Looking down to my side, I saw no bells. There was a stick with a large white felt
ball stuck to its end. There was also a brass-colored,
metal-dome-shaped something, standing
on a 1-foot tall white marble pedestal.
Thinking it might be a bell, I tried to lift it, but it was attached to
the pedestal. Thinking next that there
might be some way to ring it in place, I reached as discreetly as I could
underneath to feel for a clapper. But I
felt no clapper. In fact, I could feel
no moving parts at all.
With about three minutes to go before bell-ringing
time, a slow panic began to set in. How
could I ring the bells without a bell?
How could this thing with no moving parts supply the sound that I was
supposed to make?
That slow panic kept rising within me for the next two
minutes when, with about a minute to go, the corner of my eye saved me
again.
For off in the periphery of my vision was someone who
appeared to be a younger priest, dressed in a white robe, gesturing with his
eyes locked on me. I turned my head, and
looked directly at him. His right arm
swung out to the right, his palm out in an underhanded gesture, and then his arm
swung back rapidly to a position directly in front of him. He repeated this gesture three more times
before I realized what I was seeing: he was imitating someone sharply hitting
the side of the brass thing in front of me with the stick.
I had no idea who this man really was, or if he knew
what he was gesturing about, but I was desperate enough to trust him. What else could I do? Do nothing, and risk humiliating myself at
the main altar of Saint Patrick’s Cathedral when the priest celebrating Mass would
swing around, glaring at me for the silence I had committed?
No way. Instead,
I picked up the stick, and when the moment came, I swung out to my right arm
and brought it sharply back onto the side of the brass thing next to my knees.
For one instant, I felt my effort had been
futile. For one instant, nothing
happened. Then, softly, almost
stealthily, a steady tone began to emanate from the brass thing. As the volume of this single tone grew, I
realized what I had done: I had rung, not a bell, but a gong!
Success! I
thought. But then I realized that tone
had not ended. Far from it. In fact, it was growing in volume to fill a
wider and wider area of the cathedral’s space.
No bell-ringing I had ever done in all my career as an altar boy had
ever made such a long, ever-louder noise!
Was I supposed to stop it? Put my hand on it? Put the stick on it? Was it really supposed to get louder and louder
for so long?
I turned my head again, and saw the young priest quietly
nodding his head and smiling with satisfaction.

- _EXTRACTED ENTRIES_:
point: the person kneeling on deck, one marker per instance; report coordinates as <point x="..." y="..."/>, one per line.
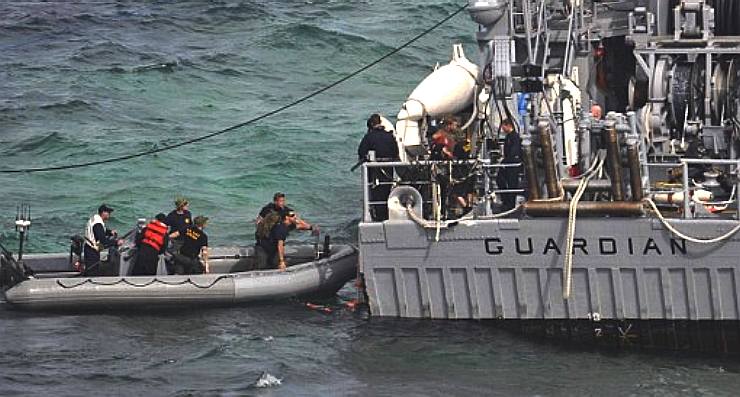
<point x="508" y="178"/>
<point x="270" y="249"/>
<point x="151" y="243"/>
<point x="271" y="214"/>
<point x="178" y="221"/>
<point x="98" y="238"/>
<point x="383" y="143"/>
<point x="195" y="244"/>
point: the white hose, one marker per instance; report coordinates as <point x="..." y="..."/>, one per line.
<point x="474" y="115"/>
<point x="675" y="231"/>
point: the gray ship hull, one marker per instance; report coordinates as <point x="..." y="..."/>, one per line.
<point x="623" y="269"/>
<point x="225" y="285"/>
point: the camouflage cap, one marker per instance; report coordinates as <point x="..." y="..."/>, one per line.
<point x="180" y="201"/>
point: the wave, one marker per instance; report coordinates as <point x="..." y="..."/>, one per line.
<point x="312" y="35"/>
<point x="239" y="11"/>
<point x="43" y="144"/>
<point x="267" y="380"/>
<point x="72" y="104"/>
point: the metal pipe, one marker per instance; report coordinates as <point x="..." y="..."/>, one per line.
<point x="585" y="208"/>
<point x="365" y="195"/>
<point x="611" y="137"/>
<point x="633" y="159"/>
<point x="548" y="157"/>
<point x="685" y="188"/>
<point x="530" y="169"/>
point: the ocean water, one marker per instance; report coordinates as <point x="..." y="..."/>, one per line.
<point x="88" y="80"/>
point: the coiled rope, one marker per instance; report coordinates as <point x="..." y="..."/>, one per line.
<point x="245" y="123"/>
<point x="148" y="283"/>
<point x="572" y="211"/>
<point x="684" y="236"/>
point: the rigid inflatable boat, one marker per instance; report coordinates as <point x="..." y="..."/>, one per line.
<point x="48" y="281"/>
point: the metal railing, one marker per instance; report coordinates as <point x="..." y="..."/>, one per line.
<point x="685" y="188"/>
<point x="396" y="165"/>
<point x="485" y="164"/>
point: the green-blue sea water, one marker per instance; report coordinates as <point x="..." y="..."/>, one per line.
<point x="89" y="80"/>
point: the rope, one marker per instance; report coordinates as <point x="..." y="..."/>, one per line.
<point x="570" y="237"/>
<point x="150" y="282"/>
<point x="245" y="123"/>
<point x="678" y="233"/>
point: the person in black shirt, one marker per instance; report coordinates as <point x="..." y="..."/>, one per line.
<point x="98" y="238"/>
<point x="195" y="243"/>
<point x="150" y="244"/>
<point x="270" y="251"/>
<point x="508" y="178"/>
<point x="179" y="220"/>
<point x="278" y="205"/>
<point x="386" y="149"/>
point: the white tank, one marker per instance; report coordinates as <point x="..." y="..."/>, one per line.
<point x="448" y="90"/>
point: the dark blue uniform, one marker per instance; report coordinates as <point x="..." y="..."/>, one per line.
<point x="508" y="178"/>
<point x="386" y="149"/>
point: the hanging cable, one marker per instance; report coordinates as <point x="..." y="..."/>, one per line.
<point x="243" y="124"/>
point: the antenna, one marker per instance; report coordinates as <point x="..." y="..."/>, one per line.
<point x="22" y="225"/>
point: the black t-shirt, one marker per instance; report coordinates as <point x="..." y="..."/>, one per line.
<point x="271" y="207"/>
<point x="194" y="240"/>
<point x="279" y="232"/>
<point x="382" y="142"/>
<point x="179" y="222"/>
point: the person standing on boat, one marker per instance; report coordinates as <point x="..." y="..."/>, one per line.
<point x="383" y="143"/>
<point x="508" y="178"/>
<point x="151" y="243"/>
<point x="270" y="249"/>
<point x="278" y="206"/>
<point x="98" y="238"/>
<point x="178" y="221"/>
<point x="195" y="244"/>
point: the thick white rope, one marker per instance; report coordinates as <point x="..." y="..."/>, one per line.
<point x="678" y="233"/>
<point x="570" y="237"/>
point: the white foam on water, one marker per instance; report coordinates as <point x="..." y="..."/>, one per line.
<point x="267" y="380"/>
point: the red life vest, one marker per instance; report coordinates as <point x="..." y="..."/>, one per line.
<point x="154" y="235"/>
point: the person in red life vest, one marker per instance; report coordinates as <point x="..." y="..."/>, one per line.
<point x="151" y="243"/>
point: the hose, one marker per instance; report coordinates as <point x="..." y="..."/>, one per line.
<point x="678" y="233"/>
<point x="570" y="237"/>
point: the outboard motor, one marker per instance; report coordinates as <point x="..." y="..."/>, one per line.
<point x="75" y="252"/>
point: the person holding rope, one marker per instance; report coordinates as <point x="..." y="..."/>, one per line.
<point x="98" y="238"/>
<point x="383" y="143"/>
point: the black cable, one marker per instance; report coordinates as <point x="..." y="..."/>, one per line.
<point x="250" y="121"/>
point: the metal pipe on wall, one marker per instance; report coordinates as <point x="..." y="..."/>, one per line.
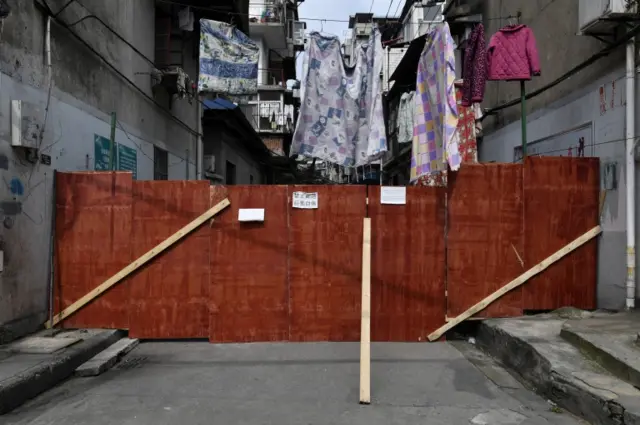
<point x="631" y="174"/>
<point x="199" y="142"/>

- _TASK ITEM_:
Write the next part of the altar-boy story, picking up after the young priest nods and smiles. The rows have nothing to do with the altar-boy story.

- _REPLY TO THE EXERCISE_:
The message was unmistakable: this is exactly what is supposed to be
happening right now
So I was suddenly able to relax, and for the first
time I appreciated what I had done and why.
Ordinary hand bells, I realized, would sound distant in the cathedral no
matter how large and loud. But this gong
was sending its single tone to the furthest reaches of the cathedral.
THIS was the unmistakable sound of the main altar at
the high point of the Mass. THIS was the
sound that would command the attention of all the worshipers and tourists and
even all of the priests saying their private masses at their private altars. It was the Big Gong that made THIS Mass, on this
altar, the center of the cathedral’s universe--and I was the one who had rung
it!
Over the next few minutes I got to repeat my feat
several times. But 30 minutes later the Mass was over, and the priest
graciously and generously thanked me-- expressing some surprise that his altar
server was a Bostonian, not a New Yorker.
My father soon joined me and, as he congratulated me,
I felt a father’s love in a special way.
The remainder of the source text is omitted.